● **PASSAGE PROVIDED**
Start of Block

Saturday, September 06, 2008
This comment was in one of yesterday's sparkpeople e-mails:
"The groundwork for all happiness is good health." (Leigh Hunt)
There is another old saying that goes, "If you have health, you have everything."
I want to disagree with both of these statements. While good health is a wonderful gift, and being without it can be miserable, health does not necessarily ensure happiness, and neither does ill health have to guarantee misery. I have known a number of people who have had great health, reasonable financial security, and stable relationships, and they were still ungrateful, spoiled, selfish, unhappy people who would fail to be happy no matter what they had. I have also known people in poverty and illness who were filled with contentment, gratitude, and peace. Granted, the latter situation is a really, really difficult one to pull off. I know from personal experience. I'd much rather try to be happy in a position of abundance. To quote an old song: "I've been poor, and I've been rich, and now that I know which is which, I'd rather be rich!" Suffering in any form wears on the spirit which can, in turn, further drag down the body...a cycle of spiraling diminishing returns. But what is the ultimate value of and destination of our spirits? Are we designed for this physical realm alone? Just food for thought.
Meanwhile, the sun is shining over Northeast Louisiana today for the first time in a week. My Mother, brother, and uncle are still without a landline phone, and they were on generator power through Thursday evening. Water came down the chimney in torrents, ruining the living room carpet...it was like the wind drove it right through the bricks themselves! Here in my city, there were scattered power outages, wind damage, and flash flooding all over the city. One man was attacked by a huge gator in his front yard...made the national news...we don't see many alligators roaming the neighborhoods in this part of the state! There were cottonmouth moccasins slithering all over the place...again, they don't frequent the more civilized realms of the city...made me grateful to be holed up in my non-luxury third floor apartment! I hope those of you facing Hannah and her boyfriend, Ike, fare at least as well as I have.

End of Block

● **LIST OF TASKS**
a. In the blog post, until when were the writer's mother, brother, and uncle on generator power?
b. Write a continuation of the blog post that picks up after its final sentence.

● **DATA RECORDS**
Start of Block

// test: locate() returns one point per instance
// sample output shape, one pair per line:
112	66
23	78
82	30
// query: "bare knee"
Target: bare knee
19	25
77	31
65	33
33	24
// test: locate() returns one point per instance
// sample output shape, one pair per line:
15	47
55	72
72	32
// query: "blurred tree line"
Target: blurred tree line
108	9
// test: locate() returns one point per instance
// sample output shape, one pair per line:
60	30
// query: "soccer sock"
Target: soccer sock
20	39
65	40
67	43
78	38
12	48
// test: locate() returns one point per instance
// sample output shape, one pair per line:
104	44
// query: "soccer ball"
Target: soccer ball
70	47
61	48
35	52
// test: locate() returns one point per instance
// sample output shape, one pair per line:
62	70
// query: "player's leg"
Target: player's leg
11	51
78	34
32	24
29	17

End of Block
Start of Block

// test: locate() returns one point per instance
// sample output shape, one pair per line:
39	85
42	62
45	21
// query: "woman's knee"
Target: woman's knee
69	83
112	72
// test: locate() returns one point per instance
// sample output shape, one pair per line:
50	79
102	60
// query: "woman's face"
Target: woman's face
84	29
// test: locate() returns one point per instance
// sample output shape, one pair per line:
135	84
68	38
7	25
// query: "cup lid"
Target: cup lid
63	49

End of Block
Start of Block

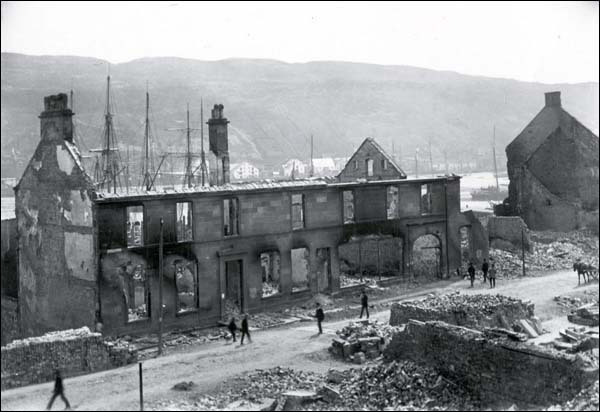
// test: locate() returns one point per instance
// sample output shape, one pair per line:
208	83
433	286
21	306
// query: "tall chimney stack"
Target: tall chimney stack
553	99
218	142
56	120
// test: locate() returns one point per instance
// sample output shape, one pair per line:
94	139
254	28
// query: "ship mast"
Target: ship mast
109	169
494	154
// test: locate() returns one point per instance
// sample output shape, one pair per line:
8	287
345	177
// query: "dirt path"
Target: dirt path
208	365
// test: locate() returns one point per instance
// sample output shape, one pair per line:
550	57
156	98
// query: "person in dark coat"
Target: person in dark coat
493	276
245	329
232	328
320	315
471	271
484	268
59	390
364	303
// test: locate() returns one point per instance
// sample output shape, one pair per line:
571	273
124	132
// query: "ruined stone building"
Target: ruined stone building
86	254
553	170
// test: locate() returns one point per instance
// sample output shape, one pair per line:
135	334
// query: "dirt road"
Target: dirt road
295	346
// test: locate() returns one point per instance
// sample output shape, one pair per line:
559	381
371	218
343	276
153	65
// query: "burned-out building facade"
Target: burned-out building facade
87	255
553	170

End of Block

● **ANSWERS**
a. Through Thursday evening.

b.
Speaking of alligator (were we?)...I tasted the critter for the first time last weekend in my stay in Natchitoches. Had "Blackened" Alligator: marinated in a blend of Cajun spices and sauteed, served floating in a pool of buttery, peppery sauce...it was pretty darned good!...kind of a cross between chicken and veal...very tender, melt in your mouth, rich and light at the same time. The small portion didn't even run up the calorie count in too horrid a fashion! Besides, I don't eat like that very often, so I thoroughly enjoyed it!
On the diet front, I've been trying to cut back on the dairy products I'm so addicted to. I fixed a spinach and tofu fritata for dinner one night this week...w/tomatoes, bacon, (a teensy bit, just for flavor) mushrooms, and onions and used less than half the cheese I would have normally used. I've used soy milk in my breakfast protein smoothies to replace 2/3rds of the yogurt I'd normally use, and so on. The plan is to see just how much dairy I can phase out entirely and whether it makes any difference in my food cravings...especially sugar...and calorie count over the long haul.
I've gotten in 20 minutes on the Nordic Track 3 days this week. I'll hold steady at that level for several weeks and see if the CFIDS will allow me to keep it up. I hesitate to write about my small successes, since I am so used to having to give them up to the greed of this disease. But today, I am going to enjoy them and be grateful for them. That is a choice for joy! Cheers, everyone!